REQUIRED WORK: Transcribe the material in full, exactly as written.

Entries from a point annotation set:

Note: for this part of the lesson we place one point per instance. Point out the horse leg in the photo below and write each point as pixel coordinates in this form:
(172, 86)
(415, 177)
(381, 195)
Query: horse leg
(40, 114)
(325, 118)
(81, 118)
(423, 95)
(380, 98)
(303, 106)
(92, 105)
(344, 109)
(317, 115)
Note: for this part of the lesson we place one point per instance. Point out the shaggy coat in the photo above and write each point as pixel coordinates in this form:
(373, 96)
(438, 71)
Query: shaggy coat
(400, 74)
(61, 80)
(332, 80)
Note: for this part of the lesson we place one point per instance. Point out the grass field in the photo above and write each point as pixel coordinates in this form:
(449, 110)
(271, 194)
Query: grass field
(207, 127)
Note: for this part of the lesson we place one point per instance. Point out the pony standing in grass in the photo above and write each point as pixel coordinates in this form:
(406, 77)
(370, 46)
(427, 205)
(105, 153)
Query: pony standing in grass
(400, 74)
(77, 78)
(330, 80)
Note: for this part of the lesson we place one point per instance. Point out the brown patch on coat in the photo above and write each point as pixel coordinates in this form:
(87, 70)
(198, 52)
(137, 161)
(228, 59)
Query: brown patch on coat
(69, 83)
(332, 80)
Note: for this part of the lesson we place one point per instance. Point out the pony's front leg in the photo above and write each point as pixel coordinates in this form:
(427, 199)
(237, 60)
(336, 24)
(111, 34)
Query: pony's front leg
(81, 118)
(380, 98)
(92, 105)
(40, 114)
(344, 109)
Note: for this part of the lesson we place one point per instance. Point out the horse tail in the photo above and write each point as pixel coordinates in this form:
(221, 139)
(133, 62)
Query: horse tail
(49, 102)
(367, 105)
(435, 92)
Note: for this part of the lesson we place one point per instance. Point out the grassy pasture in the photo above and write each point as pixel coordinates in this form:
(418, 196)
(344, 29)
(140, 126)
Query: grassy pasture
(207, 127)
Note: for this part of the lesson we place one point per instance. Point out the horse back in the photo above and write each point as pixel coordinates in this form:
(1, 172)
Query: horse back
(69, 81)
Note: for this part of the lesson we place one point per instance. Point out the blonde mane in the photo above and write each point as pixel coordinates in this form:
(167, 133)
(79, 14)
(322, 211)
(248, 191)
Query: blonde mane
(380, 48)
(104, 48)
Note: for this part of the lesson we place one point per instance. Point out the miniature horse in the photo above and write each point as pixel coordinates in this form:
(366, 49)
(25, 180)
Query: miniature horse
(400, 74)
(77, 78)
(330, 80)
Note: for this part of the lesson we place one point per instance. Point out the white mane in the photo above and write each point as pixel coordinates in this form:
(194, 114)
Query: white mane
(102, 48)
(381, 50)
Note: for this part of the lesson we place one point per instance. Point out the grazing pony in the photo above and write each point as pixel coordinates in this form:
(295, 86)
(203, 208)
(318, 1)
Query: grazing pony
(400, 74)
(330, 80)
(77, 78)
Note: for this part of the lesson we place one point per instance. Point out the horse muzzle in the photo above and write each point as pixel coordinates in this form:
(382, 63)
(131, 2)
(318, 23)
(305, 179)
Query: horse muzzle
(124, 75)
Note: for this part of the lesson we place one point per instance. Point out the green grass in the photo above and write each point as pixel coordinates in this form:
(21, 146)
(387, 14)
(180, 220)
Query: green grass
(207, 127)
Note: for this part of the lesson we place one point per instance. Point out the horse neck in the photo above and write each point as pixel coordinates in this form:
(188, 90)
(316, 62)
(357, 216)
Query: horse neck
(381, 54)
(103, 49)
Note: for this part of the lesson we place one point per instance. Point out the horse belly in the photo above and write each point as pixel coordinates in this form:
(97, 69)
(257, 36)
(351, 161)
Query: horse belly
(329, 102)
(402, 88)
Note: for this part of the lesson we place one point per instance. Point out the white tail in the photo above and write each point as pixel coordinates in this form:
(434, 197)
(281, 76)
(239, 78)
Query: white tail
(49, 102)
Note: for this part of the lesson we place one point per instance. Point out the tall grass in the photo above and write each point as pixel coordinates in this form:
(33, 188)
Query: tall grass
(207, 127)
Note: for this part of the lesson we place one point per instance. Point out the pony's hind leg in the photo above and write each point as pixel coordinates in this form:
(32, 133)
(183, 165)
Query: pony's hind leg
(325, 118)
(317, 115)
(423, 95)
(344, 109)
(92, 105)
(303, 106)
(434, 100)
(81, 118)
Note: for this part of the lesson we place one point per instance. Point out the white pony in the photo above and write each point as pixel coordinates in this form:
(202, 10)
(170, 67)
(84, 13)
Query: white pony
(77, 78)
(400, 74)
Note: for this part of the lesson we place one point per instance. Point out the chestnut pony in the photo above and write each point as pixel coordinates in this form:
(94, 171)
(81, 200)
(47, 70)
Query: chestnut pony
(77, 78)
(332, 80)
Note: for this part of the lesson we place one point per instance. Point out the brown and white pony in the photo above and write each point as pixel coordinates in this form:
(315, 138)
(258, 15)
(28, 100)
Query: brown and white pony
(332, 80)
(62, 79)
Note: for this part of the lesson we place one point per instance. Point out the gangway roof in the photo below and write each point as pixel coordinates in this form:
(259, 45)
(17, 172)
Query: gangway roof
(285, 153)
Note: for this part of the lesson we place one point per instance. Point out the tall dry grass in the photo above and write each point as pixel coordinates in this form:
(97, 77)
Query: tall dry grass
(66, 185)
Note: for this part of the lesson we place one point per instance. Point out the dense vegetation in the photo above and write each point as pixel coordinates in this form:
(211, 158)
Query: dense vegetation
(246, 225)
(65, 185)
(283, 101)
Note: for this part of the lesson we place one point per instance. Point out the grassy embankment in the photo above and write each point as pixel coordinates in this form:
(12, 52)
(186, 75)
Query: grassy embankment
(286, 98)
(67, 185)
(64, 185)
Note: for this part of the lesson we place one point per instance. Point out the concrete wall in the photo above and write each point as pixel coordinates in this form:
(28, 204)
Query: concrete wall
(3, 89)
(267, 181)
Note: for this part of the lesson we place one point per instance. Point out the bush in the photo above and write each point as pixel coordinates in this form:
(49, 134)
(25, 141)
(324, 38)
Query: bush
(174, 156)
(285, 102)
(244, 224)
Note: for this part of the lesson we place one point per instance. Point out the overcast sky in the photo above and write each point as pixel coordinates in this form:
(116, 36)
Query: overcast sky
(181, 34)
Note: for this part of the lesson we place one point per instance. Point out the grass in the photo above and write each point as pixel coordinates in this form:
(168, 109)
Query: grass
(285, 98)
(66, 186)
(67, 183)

RESPONSE TO THE EXERCISE:
Note: for this part of the lesson we place one point per instance. Point out the horse leg in the photo below and write each point as pixel coordinates in this form:
(172, 86)
(415, 177)
(381, 195)
Query: horse leg
(40, 114)
(325, 118)
(81, 118)
(423, 95)
(380, 98)
(303, 106)
(92, 105)
(344, 109)
(317, 115)
Note: for this part of the lesson we place one point per instance. Point out the shaggy coat in the photo above and write each point as pixel coordinates in this form:
(373, 96)
(438, 71)
Query: shaggy coat
(400, 74)
(61, 80)
(332, 80)
Note: for this part of the lesson we place one point per instance. Point out the grass field in the photo above and write each point as pixel coordinates in this form:
(449, 110)
(271, 194)
Query: grass field
(207, 127)
Note: for this part of the lesson we place one point per instance. Point out the pony standing in grass in the photo above and write each point as pixel coordinates in this form:
(406, 77)
(370, 46)
(427, 205)
(105, 153)
Query: pony standing in grass
(400, 74)
(77, 78)
(330, 80)
Note: for this part of the lesson we place one point per instance. Point out the brown patch on coat in the photo above and write each point as pixel coordinates in this form:
(87, 70)
(198, 52)
(137, 161)
(228, 59)
Query: brown patch on coat
(69, 83)
(332, 80)
Note: for this part of the lesson we place one point per instance. Point out the pony's front leg in the photo above and write each point as pixel coordinates in this form:
(427, 199)
(237, 60)
(336, 24)
(111, 34)
Query: pony's front leg
(81, 118)
(380, 98)
(92, 105)
(40, 114)
(344, 109)
Note: for this part of the lesson we place one point per instance. Point out the horse tail in the photo above and write each point as pixel coordinates in this form:
(221, 139)
(133, 62)
Query: horse tail
(49, 102)
(367, 105)
(435, 92)
Note: for this part of the lesson we place one point per instance. Point out the grassy pasture in the photo above and write each point as pixel coordinates in this form:
(418, 196)
(344, 29)
(140, 126)
Query: grassy pasture
(207, 127)
Note: for this part of the lesson we place one point per instance. Point out the horse back in the photo above and write each point as pixel coordinates in this form:
(1, 172)
Query: horse back
(69, 81)
Note: for this part of the lesson we place one point per instance. Point out the blonde mane in the photo above and write each point as pixel coordinates in this form:
(167, 133)
(79, 14)
(322, 211)
(248, 191)
Query: blonde mane
(380, 48)
(104, 48)
Note: for this part of the lesson we place one point per instance. Point out the miniature horse in the photo above and write each point as pixel coordinates in this form:
(366, 49)
(25, 180)
Query: miniature horse
(400, 74)
(77, 78)
(330, 80)
Note: for this part of the lesson we place one point per instance. Point out the white mane in the photo above and write each point as pixel coordinates in this form:
(194, 114)
Query: white mane
(102, 48)
(381, 50)
Note: for this part of the lesson we place one point per instance. Point out the grazing pony in the photo above and write each point as pixel coordinates in this form:
(295, 86)
(203, 208)
(318, 1)
Query: grazing pony
(400, 74)
(330, 80)
(77, 78)
Note: for this part of the lesson we place one point per instance. Point out the horse muzzle in the photo above and write each point as pixel coordinates in this form:
(382, 63)
(131, 2)
(318, 23)
(305, 179)
Query: horse muzzle
(124, 75)
Note: for this part of the lesson we place one point per instance. Point out the green grass in the photo above and write each point as pixel coordinates in this form:
(21, 146)
(387, 14)
(180, 220)
Query: green grass
(207, 127)
Note: for this part of the lesson we place one point per instance. Point out the horse neck in the photo above and write each point as pixel coordinates in this form:
(188, 90)
(316, 62)
(357, 216)
Query: horse neck
(381, 54)
(103, 49)
Note: for this part of the lesson we place one point per instance. Point out the horse belly in the photo above and write each point as pixel coordinates in this form:
(97, 69)
(257, 36)
(351, 161)
Query: horse belly
(329, 102)
(402, 88)
Note: for this part of the lesson we place one point per instance. Point out the white tail in the photo above and write each point as pixel coordinates in this form:
(434, 197)
(281, 76)
(239, 78)
Query: white tail
(49, 102)
Note: for this part of the lesson we place one point per instance. Point out the tall grass in the photo above and write each point as pixel coordinates in this form:
(33, 188)
Query: tall grass
(207, 127)
Note: for this part of the lesson we place one point per instance. Point out the pony's hind leg in the photo above and write each point as pixel coordinates in this form:
(32, 133)
(183, 165)
Query: pony's hind leg
(325, 118)
(317, 115)
(423, 95)
(344, 109)
(92, 105)
(303, 106)
(434, 100)
(81, 118)
Note: for this part of the lesson we place one point per instance. Point out the white pony in the photo above and write each point as pixel coordinates in this form:
(202, 10)
(170, 67)
(84, 13)
Query: white pony
(77, 78)
(400, 74)
Note: for this part of the lesson we place one point per instance. Point out the chestnut pony in the photo above and write each point as pixel coordinates in this form:
(94, 171)
(81, 200)
(47, 70)
Query: chestnut pony
(77, 78)
(332, 80)
Note: for this part of the lesson we place one point per instance. Point out the brown and white pony in the photo above and write each point as pixel coordinates in this form:
(315, 138)
(258, 15)
(28, 100)
Query: brown and white pony
(332, 80)
(62, 79)
Note: for this part of the lesson we place one point per instance. Point out the gangway roof in the photo below and write each point as pixel coordinates in this form:
(259, 45)
(17, 172)
Query: gangway roof
(285, 153)
Note: for this part of the lesson we place one point per instance. Point out the tall dry grass in the photo above and write each point as pixel coordinates in this form:
(97, 77)
Query: tall dry grass
(66, 185)
Note: for this part of the lesson we place one point per instance. Point out the dense vegetation in the photo above and write each point as pixel coordinates in this form:
(211, 158)
Query: dense vegetation
(246, 225)
(65, 185)
(283, 101)
Note: for this part of the lesson we place one point per instance. Point out the grassy embankment in the photo above and write each point as pixel coordinates in this form:
(12, 52)
(186, 75)
Query: grassy embankment
(286, 98)
(67, 185)
(64, 185)
Note: for this part of the lesson we place one point per instance. Point out the concrete wall in the photo above and write each point as pixel coordinates in this form:
(28, 204)
Query: concrete wall
(3, 89)
(267, 181)
Note: for this part of the lesson we place one point per instance. Point out the bush in the photo above and write each point as pixel coordinates in this form:
(49, 134)
(25, 141)
(324, 38)
Query: bush
(174, 156)
(285, 102)
(244, 224)
Note: for this part of the lesson we place one point per instance. Point out the overcast sky in the photo above and write each point as pixel coordinates in this form:
(116, 36)
Query: overcast sky
(181, 34)
Note: for this part of the lesson we place one point per instance. Point out the grass in the photo above and write each point as pixel coordinates in this form:
(168, 109)
Query: grass
(285, 98)
(66, 186)
(67, 183)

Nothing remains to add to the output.